Copy out every line exactly, passing over the pictures.
■ ■ ■
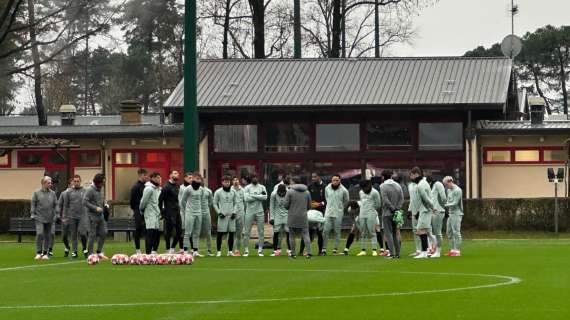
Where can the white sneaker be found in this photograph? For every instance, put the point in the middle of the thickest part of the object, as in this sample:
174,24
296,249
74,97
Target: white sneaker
■ ■ ■
> _Result for this exercise_:
Where can the white sneaker be found in this photograph? For every instance, put the point in the middle of the thickest part of the object, as in this sample:
174,24
296,249
74,97
Target: white sneaker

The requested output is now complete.